╭─ Input material
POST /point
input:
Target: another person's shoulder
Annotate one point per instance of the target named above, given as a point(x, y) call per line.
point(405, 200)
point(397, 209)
╰─
Set task:
Reproduce every line of the listing above without changing a single character.

Completed exercise:
POST /point
input:
Target: another person's shoulder
Annotate one point per instance of the target named above, given as a point(x, y) call per line.
point(405, 200)
point(397, 209)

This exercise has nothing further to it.